Text provided:

================

A new world, yes, but not cold war

To be sure, thinkers – diplomats, scholars, writers – say the Russian blitz into Georgia represents a new world, but what kind of new world is undefined.

Cold war certainties have given way to an international climate that is mixed up, unpredictable, contrary, and quite corrupt. Russia's action is creating "a new context of fear rippling through its border regions," says Goble, causing "effects we can't even understand yet."

In the post-cold-war world of 2008, there's no one overarching reality that provides an orienting stability. Russians again feel Moscow's power and authority, and are assured by it. Wars in Iraq and Afghanistan make NATO, the US, and Europe appear weak. In this world, "if you take one action, it can boomerang and harm something else," says Hassner. The "war on terror" isn't an adequate principle around which to center all focus, he adds.

================

Your objective: Write the next few sentences of the text about the post-cold-war world after Russia's move into Georgia, starting after its last sentence. None of the items are needed.

================

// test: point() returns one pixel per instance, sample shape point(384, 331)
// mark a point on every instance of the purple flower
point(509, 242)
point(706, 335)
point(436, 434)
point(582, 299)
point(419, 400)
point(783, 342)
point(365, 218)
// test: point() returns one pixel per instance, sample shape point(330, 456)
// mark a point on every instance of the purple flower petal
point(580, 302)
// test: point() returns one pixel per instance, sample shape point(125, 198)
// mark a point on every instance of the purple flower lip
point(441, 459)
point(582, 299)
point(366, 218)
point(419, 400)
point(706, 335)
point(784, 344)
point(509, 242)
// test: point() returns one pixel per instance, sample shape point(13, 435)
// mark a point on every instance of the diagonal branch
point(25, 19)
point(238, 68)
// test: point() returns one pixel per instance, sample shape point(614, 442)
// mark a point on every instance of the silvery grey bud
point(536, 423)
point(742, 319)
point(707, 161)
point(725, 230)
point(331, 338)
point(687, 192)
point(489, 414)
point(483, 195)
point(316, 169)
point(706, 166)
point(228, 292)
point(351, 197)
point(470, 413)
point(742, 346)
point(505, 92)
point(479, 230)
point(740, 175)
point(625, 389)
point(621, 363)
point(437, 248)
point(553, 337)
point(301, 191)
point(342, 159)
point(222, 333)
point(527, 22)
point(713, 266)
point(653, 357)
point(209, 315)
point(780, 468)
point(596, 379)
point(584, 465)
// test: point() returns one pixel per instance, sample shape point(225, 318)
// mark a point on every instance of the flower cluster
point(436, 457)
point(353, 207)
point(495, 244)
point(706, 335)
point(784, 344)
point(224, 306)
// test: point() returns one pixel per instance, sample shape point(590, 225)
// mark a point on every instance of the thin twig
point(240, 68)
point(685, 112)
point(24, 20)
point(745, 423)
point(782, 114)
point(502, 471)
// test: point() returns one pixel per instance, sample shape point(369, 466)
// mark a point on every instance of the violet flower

================

Result:
Some East European analysts say Russia doesn't want to attack or allow hostile relations with the West à la cold war; Rather, Moscow's intent is to exploit the riches and technology of the West.

"Russia's strength is made possible by oil at $150 a barrel," says Bartosz Weglarczyk, foreign editor of influential Polish daily Gazeta Wyborcza. "If oil is cut to $60 a barrel, Russia is sunk. [Russians] spend less on research and development than Poland. They want bank accounts in the West, to make millionaires off sales to Europe. They don't want a big war. They want to gain influence and manipulate."